■ **MATERIAL FOR THE TASK**:

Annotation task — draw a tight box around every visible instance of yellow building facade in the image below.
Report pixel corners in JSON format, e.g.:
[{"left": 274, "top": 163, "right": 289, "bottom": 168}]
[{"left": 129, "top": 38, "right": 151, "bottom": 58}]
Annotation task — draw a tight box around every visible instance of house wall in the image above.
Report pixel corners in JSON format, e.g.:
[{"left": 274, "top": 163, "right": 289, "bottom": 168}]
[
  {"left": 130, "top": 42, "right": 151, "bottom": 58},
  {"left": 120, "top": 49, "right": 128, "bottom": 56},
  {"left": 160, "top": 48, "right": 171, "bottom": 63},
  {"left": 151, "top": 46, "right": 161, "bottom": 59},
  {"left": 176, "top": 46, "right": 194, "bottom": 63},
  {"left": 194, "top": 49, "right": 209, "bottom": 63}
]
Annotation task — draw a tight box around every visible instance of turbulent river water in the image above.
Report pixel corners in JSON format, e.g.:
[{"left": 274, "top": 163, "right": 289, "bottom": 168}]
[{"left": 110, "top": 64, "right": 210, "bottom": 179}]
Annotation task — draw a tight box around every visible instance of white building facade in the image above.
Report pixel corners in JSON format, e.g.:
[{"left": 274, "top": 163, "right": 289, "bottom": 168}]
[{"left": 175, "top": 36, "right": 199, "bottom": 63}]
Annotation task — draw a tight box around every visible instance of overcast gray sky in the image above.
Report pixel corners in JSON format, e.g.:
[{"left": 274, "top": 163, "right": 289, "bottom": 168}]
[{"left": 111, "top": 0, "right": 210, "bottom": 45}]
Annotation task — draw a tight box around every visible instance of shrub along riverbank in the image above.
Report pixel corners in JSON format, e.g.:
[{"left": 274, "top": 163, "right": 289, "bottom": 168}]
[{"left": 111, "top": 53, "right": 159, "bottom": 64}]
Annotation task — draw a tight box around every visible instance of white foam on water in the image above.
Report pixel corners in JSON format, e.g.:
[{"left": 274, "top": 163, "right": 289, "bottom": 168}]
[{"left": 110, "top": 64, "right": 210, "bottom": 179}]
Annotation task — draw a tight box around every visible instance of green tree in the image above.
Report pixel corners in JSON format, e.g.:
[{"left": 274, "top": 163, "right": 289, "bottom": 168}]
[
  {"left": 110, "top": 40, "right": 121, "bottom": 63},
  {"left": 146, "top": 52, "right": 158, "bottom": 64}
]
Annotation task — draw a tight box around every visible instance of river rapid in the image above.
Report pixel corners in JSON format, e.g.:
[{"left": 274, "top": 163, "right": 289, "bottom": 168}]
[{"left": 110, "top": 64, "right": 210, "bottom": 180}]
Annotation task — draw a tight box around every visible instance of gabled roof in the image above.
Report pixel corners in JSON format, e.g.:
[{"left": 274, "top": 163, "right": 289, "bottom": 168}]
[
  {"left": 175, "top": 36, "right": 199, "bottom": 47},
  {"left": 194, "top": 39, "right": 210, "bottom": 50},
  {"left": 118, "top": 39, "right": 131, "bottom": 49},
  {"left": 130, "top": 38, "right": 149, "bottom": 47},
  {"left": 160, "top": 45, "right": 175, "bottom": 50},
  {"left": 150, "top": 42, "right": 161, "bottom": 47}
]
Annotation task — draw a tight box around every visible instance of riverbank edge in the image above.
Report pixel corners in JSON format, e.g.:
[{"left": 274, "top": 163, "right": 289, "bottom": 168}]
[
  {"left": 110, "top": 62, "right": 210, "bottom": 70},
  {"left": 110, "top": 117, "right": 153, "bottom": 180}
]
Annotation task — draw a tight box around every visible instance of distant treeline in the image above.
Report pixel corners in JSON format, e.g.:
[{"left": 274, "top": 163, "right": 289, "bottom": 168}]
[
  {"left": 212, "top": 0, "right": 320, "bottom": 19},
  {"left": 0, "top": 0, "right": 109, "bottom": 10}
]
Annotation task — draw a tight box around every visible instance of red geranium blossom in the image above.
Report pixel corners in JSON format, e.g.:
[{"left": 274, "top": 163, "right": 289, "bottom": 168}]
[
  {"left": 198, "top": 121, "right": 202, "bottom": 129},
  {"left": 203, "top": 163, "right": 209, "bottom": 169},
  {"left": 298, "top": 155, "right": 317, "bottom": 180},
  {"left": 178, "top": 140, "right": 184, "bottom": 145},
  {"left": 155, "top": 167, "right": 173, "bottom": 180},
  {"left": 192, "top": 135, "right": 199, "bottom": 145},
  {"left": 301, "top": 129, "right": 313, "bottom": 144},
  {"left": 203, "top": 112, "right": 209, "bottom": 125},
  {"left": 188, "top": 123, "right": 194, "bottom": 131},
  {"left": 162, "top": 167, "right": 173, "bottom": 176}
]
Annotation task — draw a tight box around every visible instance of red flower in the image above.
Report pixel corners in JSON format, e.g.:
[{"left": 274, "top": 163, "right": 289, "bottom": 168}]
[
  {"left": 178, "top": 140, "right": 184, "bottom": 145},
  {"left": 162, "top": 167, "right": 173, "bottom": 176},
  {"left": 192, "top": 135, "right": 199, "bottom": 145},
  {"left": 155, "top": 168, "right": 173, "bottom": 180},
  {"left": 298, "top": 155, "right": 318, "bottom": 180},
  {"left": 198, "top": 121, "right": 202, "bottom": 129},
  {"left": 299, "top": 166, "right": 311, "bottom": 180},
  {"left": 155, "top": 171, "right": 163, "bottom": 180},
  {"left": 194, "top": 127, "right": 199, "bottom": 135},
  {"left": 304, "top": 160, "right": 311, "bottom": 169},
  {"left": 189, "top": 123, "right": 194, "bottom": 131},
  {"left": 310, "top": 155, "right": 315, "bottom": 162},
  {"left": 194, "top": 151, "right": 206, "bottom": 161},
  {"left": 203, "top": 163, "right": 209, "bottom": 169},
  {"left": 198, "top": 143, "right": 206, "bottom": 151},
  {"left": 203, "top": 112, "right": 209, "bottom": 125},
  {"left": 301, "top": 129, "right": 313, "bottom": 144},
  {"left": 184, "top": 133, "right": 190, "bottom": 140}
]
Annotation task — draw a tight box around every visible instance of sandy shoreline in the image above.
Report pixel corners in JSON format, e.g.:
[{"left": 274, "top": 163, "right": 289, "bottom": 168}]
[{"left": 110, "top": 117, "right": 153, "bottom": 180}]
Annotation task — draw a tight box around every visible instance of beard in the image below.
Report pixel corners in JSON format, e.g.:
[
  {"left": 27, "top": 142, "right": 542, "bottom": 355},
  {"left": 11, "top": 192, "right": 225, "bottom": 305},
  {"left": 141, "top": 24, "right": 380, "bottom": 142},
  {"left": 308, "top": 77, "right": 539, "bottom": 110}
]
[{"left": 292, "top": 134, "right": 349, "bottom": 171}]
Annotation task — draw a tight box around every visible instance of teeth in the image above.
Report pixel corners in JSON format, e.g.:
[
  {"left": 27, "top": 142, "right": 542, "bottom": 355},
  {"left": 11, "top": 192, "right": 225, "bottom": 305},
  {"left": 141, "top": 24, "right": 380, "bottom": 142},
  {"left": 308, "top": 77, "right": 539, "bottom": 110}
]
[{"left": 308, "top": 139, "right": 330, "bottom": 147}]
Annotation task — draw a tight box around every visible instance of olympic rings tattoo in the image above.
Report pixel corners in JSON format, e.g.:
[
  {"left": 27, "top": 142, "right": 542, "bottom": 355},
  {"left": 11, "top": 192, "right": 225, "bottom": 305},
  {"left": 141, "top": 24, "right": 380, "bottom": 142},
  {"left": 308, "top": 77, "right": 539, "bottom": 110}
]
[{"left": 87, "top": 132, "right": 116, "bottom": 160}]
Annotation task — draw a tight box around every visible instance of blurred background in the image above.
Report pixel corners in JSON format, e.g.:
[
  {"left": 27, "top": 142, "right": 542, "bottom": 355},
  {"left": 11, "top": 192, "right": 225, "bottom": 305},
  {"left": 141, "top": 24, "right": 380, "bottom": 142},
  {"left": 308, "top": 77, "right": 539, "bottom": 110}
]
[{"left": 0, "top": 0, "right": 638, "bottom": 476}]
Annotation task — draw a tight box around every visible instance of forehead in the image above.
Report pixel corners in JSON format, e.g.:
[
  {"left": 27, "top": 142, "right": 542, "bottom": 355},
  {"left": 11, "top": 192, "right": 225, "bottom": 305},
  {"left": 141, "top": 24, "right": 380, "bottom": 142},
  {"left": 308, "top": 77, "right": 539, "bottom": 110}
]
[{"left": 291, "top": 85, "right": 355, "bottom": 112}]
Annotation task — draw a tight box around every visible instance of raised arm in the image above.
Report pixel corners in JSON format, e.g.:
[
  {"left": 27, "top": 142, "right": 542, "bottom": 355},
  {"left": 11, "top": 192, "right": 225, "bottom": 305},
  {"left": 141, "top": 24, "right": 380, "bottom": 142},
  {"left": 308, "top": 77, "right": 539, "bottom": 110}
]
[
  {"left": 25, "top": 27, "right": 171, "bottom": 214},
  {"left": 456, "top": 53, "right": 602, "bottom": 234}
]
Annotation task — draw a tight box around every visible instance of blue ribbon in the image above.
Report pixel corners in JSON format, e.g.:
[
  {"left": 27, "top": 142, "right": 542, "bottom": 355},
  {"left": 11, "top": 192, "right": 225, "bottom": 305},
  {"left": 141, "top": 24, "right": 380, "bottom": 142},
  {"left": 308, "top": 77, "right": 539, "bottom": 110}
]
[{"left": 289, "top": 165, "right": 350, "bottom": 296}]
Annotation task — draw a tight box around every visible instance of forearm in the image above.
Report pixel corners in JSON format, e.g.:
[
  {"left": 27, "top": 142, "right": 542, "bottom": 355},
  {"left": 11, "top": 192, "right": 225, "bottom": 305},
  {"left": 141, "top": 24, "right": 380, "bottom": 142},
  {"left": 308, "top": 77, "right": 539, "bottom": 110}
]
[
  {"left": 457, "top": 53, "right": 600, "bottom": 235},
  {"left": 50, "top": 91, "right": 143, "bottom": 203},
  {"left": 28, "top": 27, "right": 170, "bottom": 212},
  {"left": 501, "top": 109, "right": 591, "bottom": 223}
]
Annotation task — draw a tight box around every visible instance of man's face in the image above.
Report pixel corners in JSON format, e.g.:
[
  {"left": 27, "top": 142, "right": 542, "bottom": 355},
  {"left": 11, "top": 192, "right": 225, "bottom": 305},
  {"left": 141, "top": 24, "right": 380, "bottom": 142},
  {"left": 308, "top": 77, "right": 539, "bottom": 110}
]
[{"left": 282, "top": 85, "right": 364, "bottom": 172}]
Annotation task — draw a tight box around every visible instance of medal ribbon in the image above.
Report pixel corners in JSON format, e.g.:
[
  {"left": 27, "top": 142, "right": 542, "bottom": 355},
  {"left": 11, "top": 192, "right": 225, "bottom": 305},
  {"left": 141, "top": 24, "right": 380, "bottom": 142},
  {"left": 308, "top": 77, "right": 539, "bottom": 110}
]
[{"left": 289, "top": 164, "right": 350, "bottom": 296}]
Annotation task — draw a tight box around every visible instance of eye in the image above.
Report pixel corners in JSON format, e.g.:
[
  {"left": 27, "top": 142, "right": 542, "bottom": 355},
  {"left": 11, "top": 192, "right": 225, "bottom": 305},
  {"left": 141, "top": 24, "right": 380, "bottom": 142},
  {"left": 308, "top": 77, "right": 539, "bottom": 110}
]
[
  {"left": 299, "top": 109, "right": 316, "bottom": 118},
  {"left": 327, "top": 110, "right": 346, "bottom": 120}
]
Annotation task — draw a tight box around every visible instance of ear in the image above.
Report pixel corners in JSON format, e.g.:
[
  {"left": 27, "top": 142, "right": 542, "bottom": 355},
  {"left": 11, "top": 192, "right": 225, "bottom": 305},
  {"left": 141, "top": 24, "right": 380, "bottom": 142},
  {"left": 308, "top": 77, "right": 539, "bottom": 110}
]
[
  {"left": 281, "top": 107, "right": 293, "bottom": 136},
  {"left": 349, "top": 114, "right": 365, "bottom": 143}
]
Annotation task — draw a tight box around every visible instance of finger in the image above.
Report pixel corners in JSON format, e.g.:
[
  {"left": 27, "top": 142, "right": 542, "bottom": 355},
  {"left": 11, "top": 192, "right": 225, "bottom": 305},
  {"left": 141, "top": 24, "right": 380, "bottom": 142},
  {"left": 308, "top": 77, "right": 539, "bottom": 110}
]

■ **EXERCISE**:
Where does the word "below" appear in the material above? Copy every line that holds it.

■ **RESPONSE AREA**:
Annotation task — draw a tight box around every visible instance of yellow building facade in the image below.
Annotation task — draw a tight box around every visible instance of beard in the image below.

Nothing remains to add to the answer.